WORKING DATA >>

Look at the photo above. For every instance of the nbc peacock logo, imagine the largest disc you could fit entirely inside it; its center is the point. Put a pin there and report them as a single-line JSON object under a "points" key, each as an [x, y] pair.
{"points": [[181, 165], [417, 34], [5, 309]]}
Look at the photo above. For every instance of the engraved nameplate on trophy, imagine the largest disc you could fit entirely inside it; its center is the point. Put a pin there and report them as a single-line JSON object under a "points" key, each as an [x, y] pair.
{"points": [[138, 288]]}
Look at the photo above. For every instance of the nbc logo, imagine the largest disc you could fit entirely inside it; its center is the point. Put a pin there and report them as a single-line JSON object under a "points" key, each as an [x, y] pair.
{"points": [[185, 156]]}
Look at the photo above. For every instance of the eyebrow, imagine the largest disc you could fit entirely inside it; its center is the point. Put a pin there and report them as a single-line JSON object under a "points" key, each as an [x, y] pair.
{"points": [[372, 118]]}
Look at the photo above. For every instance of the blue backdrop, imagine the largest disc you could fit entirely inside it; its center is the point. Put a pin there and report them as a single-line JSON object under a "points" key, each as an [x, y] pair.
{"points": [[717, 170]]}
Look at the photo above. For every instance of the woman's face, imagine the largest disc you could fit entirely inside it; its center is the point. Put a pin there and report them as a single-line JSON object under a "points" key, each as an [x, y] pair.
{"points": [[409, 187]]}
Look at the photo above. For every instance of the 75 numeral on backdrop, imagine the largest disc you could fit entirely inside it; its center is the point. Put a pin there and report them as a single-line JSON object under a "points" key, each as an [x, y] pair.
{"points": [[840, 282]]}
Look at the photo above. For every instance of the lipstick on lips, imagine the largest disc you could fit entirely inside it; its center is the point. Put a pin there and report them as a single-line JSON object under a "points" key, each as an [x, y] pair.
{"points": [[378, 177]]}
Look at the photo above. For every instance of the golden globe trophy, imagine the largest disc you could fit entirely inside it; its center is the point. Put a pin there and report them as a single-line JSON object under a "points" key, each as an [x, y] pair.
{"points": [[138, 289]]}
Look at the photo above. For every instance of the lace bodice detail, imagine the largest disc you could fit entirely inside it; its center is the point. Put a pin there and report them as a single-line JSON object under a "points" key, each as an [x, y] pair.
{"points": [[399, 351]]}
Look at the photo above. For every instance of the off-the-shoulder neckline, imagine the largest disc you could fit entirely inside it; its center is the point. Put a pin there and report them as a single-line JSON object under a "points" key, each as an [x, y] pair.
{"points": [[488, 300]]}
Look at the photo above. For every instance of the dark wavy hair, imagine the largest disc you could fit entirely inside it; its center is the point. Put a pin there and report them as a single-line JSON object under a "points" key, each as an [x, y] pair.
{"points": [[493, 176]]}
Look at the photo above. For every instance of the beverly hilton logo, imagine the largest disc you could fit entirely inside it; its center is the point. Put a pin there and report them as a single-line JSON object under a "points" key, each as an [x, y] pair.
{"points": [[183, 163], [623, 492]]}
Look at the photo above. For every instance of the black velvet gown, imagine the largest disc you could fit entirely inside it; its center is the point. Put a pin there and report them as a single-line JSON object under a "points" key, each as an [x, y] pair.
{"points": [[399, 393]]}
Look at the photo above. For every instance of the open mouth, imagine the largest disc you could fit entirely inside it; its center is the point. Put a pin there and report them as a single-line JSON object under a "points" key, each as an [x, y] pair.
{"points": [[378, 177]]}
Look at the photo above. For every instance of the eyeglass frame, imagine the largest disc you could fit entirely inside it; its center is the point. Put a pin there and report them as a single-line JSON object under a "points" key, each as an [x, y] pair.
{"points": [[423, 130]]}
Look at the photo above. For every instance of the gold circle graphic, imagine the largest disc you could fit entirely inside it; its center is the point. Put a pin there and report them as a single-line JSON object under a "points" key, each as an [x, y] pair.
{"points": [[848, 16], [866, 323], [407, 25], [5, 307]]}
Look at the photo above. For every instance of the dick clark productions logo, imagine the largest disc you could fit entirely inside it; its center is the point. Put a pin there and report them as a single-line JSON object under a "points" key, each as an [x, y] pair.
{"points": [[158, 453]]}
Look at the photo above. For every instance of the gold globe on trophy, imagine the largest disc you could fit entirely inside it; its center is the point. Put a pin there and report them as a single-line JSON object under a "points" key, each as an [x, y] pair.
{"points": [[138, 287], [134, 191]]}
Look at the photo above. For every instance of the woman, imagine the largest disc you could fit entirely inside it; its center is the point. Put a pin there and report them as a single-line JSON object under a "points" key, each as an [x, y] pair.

EXERCISE AIM >> Extract the entries above verbatim.

SOLUTION FOR THIS EXERCISE >>
Look at the photo above. For every instance of the nbc peacock logo, imagine the largest disc you could fit entirely inside it; its center is the point. Put a pin there and report them as a single-line JSON object under a "points" key, each as an [x, y] pair.
{"points": [[181, 165], [417, 34], [5, 309]]}
Look at the photo above. For every instance of the engraved nameplate on trophy, imagine the largest disc you could fit entirely inside it; its center is the point. Put a pin there and report them as a single-line JSON object under a "points" key, each as an [x, y] pair.
{"points": [[138, 288]]}
Look at the photo above. For every instance of the nbc logo, imagine the largest disc you could fit entirely inside it; its center is the point. Put a pin there and report them as a single-line JSON object under a "points" key, each as an [x, y] pair.
{"points": [[185, 156]]}
Look at the photo above. For every instance of the eyebrow, imagine the largest disc you could fit entirely inside it; its center is the point. Put a pin there and report them as a single-line JSON object under a "points" key, each as an [x, y] pair.
{"points": [[372, 118]]}
Look at the photo above. For every instance of the blue backdrop, imagine the largest disc you could fit entirely inside it; its center is the point. Put a pin there and report them as a single-line JSON object under a "points" key, each as an [x, y] pair.
{"points": [[717, 170]]}
Look at the photo above. For every instance of the woman's face, imagine the largest disc you could fit entirely inside it; its center is the point. Put a pin there and report them as a single-line JSON object under a "points" key, each as an [x, y] pair.
{"points": [[409, 187]]}
Look at the photo above. For every instance of the 75 numeral on backdrop, imagine the largest disc you could fit entirely inside it; its center is the point. Put a pin there and report them as a single-line JSON object under a "points" key, each as an [x, y] pair.
{"points": [[840, 282]]}
Look at the photo above. For every instance of the lipstick on lips, imagine the largest disc you could fit entirely inside it; its center is the point. Put a pin there and report them as a single-line JSON object under a "points" key, each as an [x, y] pair.
{"points": [[378, 177]]}
Look at the photo above. For every instance of the golden globe trophy, imagine the largest disc you could fit entirely inside it; its center is the point. Put a pin there and report them as a single-line JSON object under a "points" key, each as an [x, y] pair.
{"points": [[138, 289]]}
Look at the photo above. For every instance of the lace bodice detail, imagine the largest disc you could fit entirely inside it; its center is the point. Put a pin there and report them as a single-line JSON object under a "points" key, each as an [x, y] pair.
{"points": [[399, 351]]}
Look at the photo above. For every instance of the off-the-shoulder neckline, imagine the largest disc you could fit entirely inside it; its center is the point. Put a pin there and report them as a single-line JSON object under a "points" key, each as an [x, y] pair.
{"points": [[488, 300]]}
Look at the photo above. For every instance of the dark wavy hair, imagine the largest disc you could fit entirely inside it; its center is the point. Put a pin there and report them as a single-line JSON object under a "points" key, each as an [x, y] pair.
{"points": [[493, 176]]}
Look at the photo above. For every instance of the beverly hilton logo, imagine the largest disc you could fit entirely inside it; its center is the point. Put a pin there and report them as a single-line JSON object under a "points" key, each as an [x, y] pair.
{"points": [[183, 163], [623, 492]]}
Look at the photo above. For every instance of the black velvet gown, imagine the largest disc you could fit entirely inside it; its center is the point. Put a pin there and report them as a single-line JSON object under a "points" key, each as an [x, y] pair.
{"points": [[399, 393]]}
Look at the photo above. For every instance of the open mouth, imagine the largest disc you could fit entirely inside it; its center is the point. Put a pin there and report them as a single-line JSON object under a "points" key, each as an [x, y] pair.
{"points": [[378, 177]]}
Look at the photo above. For every instance of the eyeglass frame, imagine the largest disc you could fit entirely inside it; its center is the point. Put a pin there and report them as a single-line JSON object under a "points" key, each as an [x, y] pair.
{"points": [[423, 130]]}
Look at the photo above. For every instance of the gold circle graphic, imagine the largest disc you could fit entirely inside it; its center is the point. Put a pin there and report them as a single-line JSON object under a "points" key, each as an [x, y] pair.
{"points": [[848, 16], [866, 323], [407, 25], [5, 307]]}
Look at the photo above. For every instance of the dick clark productions logo, imagine the largest disc you could fit entirely inside it; its center is the point. Put a pin there and report them as a single-line JSON object under a "points" key, each as an [x, y] pair.
{"points": [[158, 453]]}
Look at the photo above. For every instance of the gold globe on trophy, imagine the largest disc you could fit entirely inside it; its center is the point. Put a pin there and report them as a single-line JSON object under a "points" key, each as an [x, y] pair.
{"points": [[138, 287], [134, 191]]}
Look at the photo above. For every instance of the woman, imagine the largest disc you could fit entirely inside it; its center is the point. Put a pin there and report them as a single-line JSON object under a "points" key, each as an [x, y] pair.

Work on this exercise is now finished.